* **Tasks and exercises**
• a. Write out the e-cigarette guidance word for word, from "If you are concerned about your" up to and including "center at 1-800-222-1222.".
• b. Extend the e-cigarette guidance, picking up right after its final sentence.

* **Selected text**
------

Interim Recommendations

Until we know more, if you are concerned about these specific health risks, CDC recommends that you consider refraining from using e-cigarette or vaping products.

If you have recently used an e-cigarette or vaping product and you have symptoms like those reported in this outbreak see a healthcare provider.

If you use e-cigarette or vaping products:

  • Anyone who uses an e-cigarette or vaping product should not buy these products (e.g., e-cigarette or vaping products with THC, other cannabinoids) off the street, and should not modify or add any substances to these products that are not intended by the manufacturer.
  • See a healthcare provider right away if you have symptoms like those reported in this outbreak.

If you are an adult who uses e-cigarettes because you have quit cigarette smoking:

  • Do not return to smoking cigarettes.
  • If you continue to use e-cigarettes, carefully monitor yourself for symptoms and see a healthcare provider right away if you have symptoms like those reported in this outbreak.

If you are an adult who is trying to quit smoking:

  • Contact your healthcare provider if you need help quitting tobacco products, including e-cigarettes.
  • Use evidence-based treatments, including counseling and FDA-approved medications.

If you are concerned about your health after using an e-cigarette product, contact your health care provider, or you can also call your local poison control center at 1-800-222-1222.

CDC and FDA encourage the public to submit detailed reports of any unexpected health or product issues related to tobacco or e-cigarette products to the FDA via the online Safety Reporting Portal.

Questions about E-cigarette Use, or Vaping

What is an e-cigarette?

  • Electronic cigarettes – or e-cigarettes – work by heating a liquid to produce an aerosol that users inhale into their lungs.
  • The liquid can contain: nicotine, tetrahydrocannabinol (THC) and cannabinoid (CBD) oils, and other substances and additives.
  • E-cigarettes are also called vapes, e-hookahs, vape pens, tank systems, mods, and electronic nicotine delivery systems (ENDS).

What is vaping?

  • Using an e-cigarette is commonly called vaping.
  • Vaping can refer to using e-cigarettes to inhale many substances, including nicotine, and THC or CBD oils.

What is causing this outbreak of lung disease?

  • All reported cases have a history of e-cigarette product use, or vaping.

------

* **Data for analysis**
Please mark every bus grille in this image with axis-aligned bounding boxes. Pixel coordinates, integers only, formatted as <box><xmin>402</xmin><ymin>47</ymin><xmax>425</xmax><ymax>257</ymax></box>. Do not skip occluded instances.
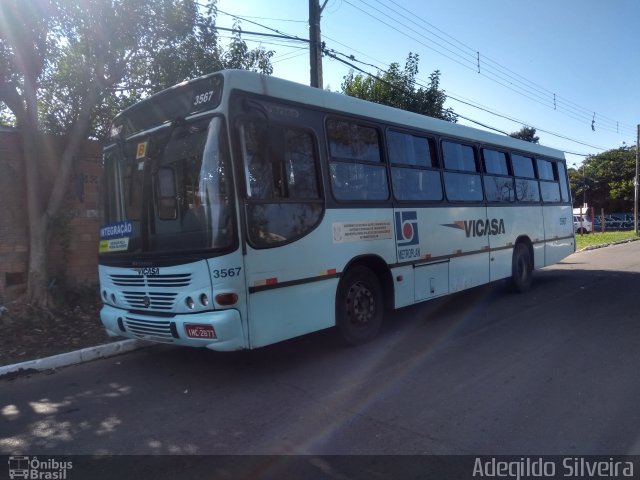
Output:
<box><xmin>122</xmin><ymin>292</ymin><xmax>178</xmax><ymax>311</ymax></box>
<box><xmin>110</xmin><ymin>273</ymin><xmax>191</xmax><ymax>288</ymax></box>
<box><xmin>124</xmin><ymin>317</ymin><xmax>173</xmax><ymax>343</ymax></box>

------

* **Numbered responses**
• a.
If you are concerned about your health after using an e-cigarette product, contact your health care provider, or you can also call your local poison control center at 1-800-222-1222.

• b.
  • The investigation has not identified any specific product or substance that is linked to all cases.
  • Most, but not all, patients have reported using e-cigarettes containing THC. Many report using THC and nicotine. Some report using nicotine containing products only.

How can I protect myself?

  • Until we know more, CDC recommends that you consider refraining from using e-cigarette or vaping products.
  • Anyone who uses an e-cigarette or vaping product should not buy these products (e.g., e-cigarette or vaping products with THC, other cannabinoids) off the street, and should not modify or add any substances to these products that are not intended by the manufacturer.
  • If you are an adult who uses e-cigarettes because you have quit cigarette smoking do not return to smoking cigarettes.

What should I do if I have used e-cigarettes and have symptoms?

  • See a healthcare provider right away if you have symptoms like those reported in this outbreak.
  • You can also call your local poison control center at 1-800-222-1222.
  • You can also submit a detailed report of any unexpected health or product issues related to tobacco or e-cigarette products to the FDA via the online Safety Reporting Portal.

What if I’m an adult who quit cigarette smoking and now uses e-cigarettes?

  • If you are an adult who uses e-cigarettes because you have quit cigarette smoking, do not return to smoking cigarettes.
  • If you continue to use e-cigarettes, carefully monitor yourself for symptoms and see a healthcare provider right away if you have symptoms like those reported in this outbreak.